• **TRAVAIL À FAIRE**:
A. Reproduisez mot pour mot le passage du texte sur les prévisions économiques situé entre « À cela s’ajoute » et « trimestre en cours. », ces deux bornes comprises.
B. Rédigez la suite du texte sur les prévisions économiques, à partir de sa dernière phrase.

• **EXTRAIT**:
━━━━
À cela s’ajoute le « Big Beautiful Bill » de Donald Trump, qui peut encore alimenter l’économie et l’inflation. En conséquence, la croissance économique devrait atteindre 1,9% en 2026, soit le même niveau qu’en 2025. BNP Paribas Fortis prévoit une inflation américaine de 2,8% en 2025 et une moyenne de 3,1% en 2026.
Zone euro
Dans la zone euro, la croissance en 2025 – compte tenu de la guerre commerciale et de l’incertitude qui en découle – devrait atteindre un total plus que décent de 1,4%. La croissance devrait également atteindre 1,4% pour 2026.
Pour la Belgique, la banque prévoit des taux de croissance à 1% en 2025 et à 1,1% en 2026. Le nowcast de BNP Paribas Fortis indique une croissance de 0,3% pour le trimestre en cours.
La divergence de croissance entre les différents pays de la zone euro est frappante, l’Espagne étant un cas positif (grâce à la part importante du tourisme, entre autres) et l’Allemagne un cas négatif avec une croissance d’à peine 0,3% en 2025. Mais alors que l’économie allemande stagne depuis 2019, cette situation prendra fin en 2026 grâce à un immense plan d’investissement de 500 milliards d’euros étalé sur les dix prochaines années (avec, en outre, une augmentation presque aussi forte des dépenses de défense). Ce faisant, le plan équivaut aux investissements du Plan Marshall qui avait suivi la Seconde Guerre mondiale. Il dépasse même les énormes investissements que l’Allemagne de l’Ouest a réalisés en Allemagne de l’Est durant les années suivant la réunification allemande.
Malgré une croissance soutenue, nous constatons que l’inflation dans la zone euro passe de 2,1% en 2025 à 1,8% en 2026, sous l’objectif de 2% fixé par la Banque centrale européenne. La vigueur de l’euro joue un rôle dans ce processus : BNP Paribas Fortis prévoit un taux de change de 1,22 dollar pour 1 euro d’ici la fin 2026.
La bulle immobilière chinoise pèse sur l’Europe
Une autre cause de cette baisse de l’inflation en Europe est la chute des prix en Chine. En raison de l’accès plus difficile au marché américain, la Chine vend de plus en plus sa surproduction en Europe.
Koen De Leus, Chief Economist de BNP Paribas Fortis : « De cette manière, elle 'exporte' vers l’Europe ses prix en baisse, qui résultent des difficultés économiques en Chine dues à l’implosion de la bulle immobilière. La durée de cette situation – et la durée pendant laquelle la Chine restera un frein à la croissance mondiale plutôt qu’un stimulus – dépendra du délai avant l'éclatement définitif de cette bulle immobilière. »
━━━━
• **EXTRAIT DES DONNÉES**:
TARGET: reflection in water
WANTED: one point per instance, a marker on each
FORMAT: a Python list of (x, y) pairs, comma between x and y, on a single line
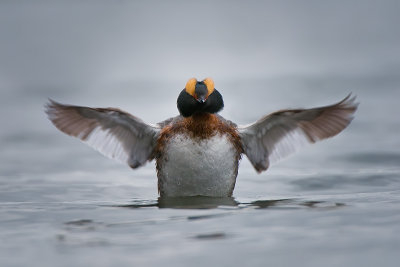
[(199, 202)]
━━━━
• **RÉPONSES ORDONNÉES**:
A.
À cela s’ajoute le « Big Beautiful Bill » de Donald Trump, qui peut encore alimenter l’économie et l’inflation. En conséquence, la croissance économique devrait atteindre 1,9% en 2026, soit le même niveau qu’en 2025. BNP Paribas Fortis prévoit une inflation américaine de 2,8% en 2025 et une moyenne de 3,1% en 2026.
Zone euro
Dans la zone euro, la croissance en 2025 – compte tenu de la guerre commerciale et de l’incertitude qui en découle – devrait atteindre un total plus que décent de 1,4%. La croissance devrait également atteindre 1,4% pour 2026.
Pour la Belgique, la banque prévoit des taux de croissance à 1% en 2025 et à 1,1% en 2026. Le nowcast de BNP Paribas Fortis indique une croissance de 0,3% pour le trimestre en cours.

B.
Le pire scénario serait que la situation en Chine suive la même trajectoire que la défaillance du secteur immobilier japonais, qui a commencé en 1991. La baisse continue des prix des appartements à Tokyo a alors duré plus de 10 ans, et l’indice national des prix de l’immobilier au Japon a baissé pendant près de 20 ans.
Pas de scénario « à la japonaise »
Cependant, BNP Paribas Fortis prévoit que le ralentissement du marché immobilier chinois – qui dure depuis maintenant 4 ans – sera bien plus court que celui du Japon. En Chine, on observe une baisse plus rapide et plus marquée des prix de l’immobilier, le secteur bancaire est résilient et les autres secteurs économiques ne sont que légèrement affectés. Du côté de l’offre, on constate que le nombre actuel de logements neufs en Chine diminue progressivement, approchant la demande structurelle. En d’autres termes, l'offre excédentaire de maisons neuves touche presque à sa fin, ce qui suggère que le plancher des prix de l’immobilier sera bientôt atteint.
Ce processus peut être accéléré par des choix politiques conscients tels que des taux d’intérêt hypothécaires plus bas et des rénovations à grande échelle dans les quartiers-villages. Mais avant qu’une reprise finale ne s’installe, il faut d’abord surmonter les vents contraires cycliques, notamment la faible confiance des consommateurs, des stocks toujours élevés de maisons invendues et l’écart trop large entre faibles rendements locatifs et taux hypothécaires élevés.
La Chine peut tirer de nombreuses leçons essentielles de la crise immobilière japonaise. «La Chine a limité les dégâts causés au secteur bancaire et a empêché un ralentissement trop important de la croissance économique potentielle », déclare Koen De Leus. « L’immobilier était un pilier important de la croissance chinoise avant la crise. Aujourd’hui, le pays développe et soutient de nouveaux secteurs économiques et connaît une transition progressive d’une économie axée sur l’investissement vers une économie axée sur la consommation, ce qui montre que la Chine évolue également sur la bonne voie.»
Incertitude, également en Belgique
L’économie chinoise n’est certainement pas la seule source d’incertitude. Cela se reflète également en Belgique, ce qu'illustrent les grandes divergences entre experts au sujet des perspectives de croissance pour 2026 dans notre pays. Entre spécialistes, ces chiffres de croissance varient même du simple au double. D'autres pays connaissent des phénomènes plus ou moins similaires.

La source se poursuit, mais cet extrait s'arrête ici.